━━━ Material for this task
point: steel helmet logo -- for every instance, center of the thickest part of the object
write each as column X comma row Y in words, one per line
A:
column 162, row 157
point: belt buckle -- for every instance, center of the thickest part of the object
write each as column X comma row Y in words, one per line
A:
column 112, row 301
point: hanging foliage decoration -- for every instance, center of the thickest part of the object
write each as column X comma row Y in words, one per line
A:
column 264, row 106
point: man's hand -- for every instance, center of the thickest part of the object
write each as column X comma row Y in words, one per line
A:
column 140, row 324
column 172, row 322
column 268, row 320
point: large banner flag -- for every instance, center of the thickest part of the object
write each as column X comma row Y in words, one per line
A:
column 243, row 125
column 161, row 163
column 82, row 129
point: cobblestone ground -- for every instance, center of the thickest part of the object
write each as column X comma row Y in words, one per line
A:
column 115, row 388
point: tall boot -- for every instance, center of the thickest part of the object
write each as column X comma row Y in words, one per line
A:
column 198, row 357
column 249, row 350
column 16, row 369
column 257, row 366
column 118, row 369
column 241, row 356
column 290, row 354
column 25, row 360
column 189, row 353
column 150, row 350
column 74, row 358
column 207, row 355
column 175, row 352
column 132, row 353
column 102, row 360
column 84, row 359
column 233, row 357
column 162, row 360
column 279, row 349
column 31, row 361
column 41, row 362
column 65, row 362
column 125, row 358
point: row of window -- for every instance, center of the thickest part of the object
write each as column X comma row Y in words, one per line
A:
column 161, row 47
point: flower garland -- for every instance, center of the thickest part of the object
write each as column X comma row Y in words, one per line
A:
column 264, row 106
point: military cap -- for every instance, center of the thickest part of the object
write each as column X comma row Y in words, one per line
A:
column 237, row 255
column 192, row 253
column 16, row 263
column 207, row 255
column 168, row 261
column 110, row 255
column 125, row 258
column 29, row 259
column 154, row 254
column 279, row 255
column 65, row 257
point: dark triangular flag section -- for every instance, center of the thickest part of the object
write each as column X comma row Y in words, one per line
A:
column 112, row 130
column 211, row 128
━━━━━━
**Task to complete**
Using the exact wording, write out all of the records.

**Output below**
point: steel helmet logo -- for every instance, center of the thickest part of the object
write each as column X comma row Y in words, one per line
A:
column 162, row 157
point: belt buckle -- for every instance, center of the thickest part of the object
write each as column X comma row Y in words, one per line
A:
column 112, row 301
point: hanging foliage decoration -- for every instance, center of the thickest part of the object
write each as column X comma row Y in words, one per line
A:
column 264, row 106
point: man's hand -- for every instance, center of the thickest part of the object
write each as column X comma row Y in words, one per line
A:
column 140, row 324
column 172, row 322
column 268, row 320
point: large banner flag -- for every instance, center of the thickest part of the object
write each as column X comma row Y in words, one per line
A:
column 243, row 125
column 161, row 163
column 82, row 129
point: cobblestone ground -- for every instance, center of the thickest part of the object
write each as column X comma row Y in words, one per line
A:
column 115, row 388
point: tall boot -- for every instance, center of the thickest part of the object
write each as column X comma row Y in words, one per line
A:
column 198, row 357
column 249, row 350
column 16, row 369
column 257, row 366
column 118, row 369
column 241, row 356
column 290, row 354
column 25, row 360
column 189, row 353
column 150, row 350
column 74, row 358
column 207, row 355
column 175, row 352
column 132, row 353
column 102, row 360
column 84, row 359
column 233, row 357
column 162, row 360
column 279, row 349
column 31, row 361
column 41, row 362
column 65, row 362
column 125, row 358
point: row of window -- for every instance, center of the thickest part of the object
write each as column X comma row Y in words, one per line
A:
column 161, row 47
point: flower garland -- for every instance, center of the thickest part of the object
write each as column X comma row Y in words, one per line
A:
column 264, row 106
point: military cap -- for every instance, center of the thickest part of the object
write each as column X comma row Y in words, one per line
A:
column 237, row 255
column 192, row 253
column 16, row 263
column 207, row 255
column 168, row 261
column 110, row 255
column 125, row 258
column 29, row 259
column 154, row 254
column 279, row 255
column 65, row 257
point: dark triangular flag section -- for every instance, center of the thickest part of the object
write each as column X comma row Y in words, one per line
A:
column 112, row 130
column 211, row 128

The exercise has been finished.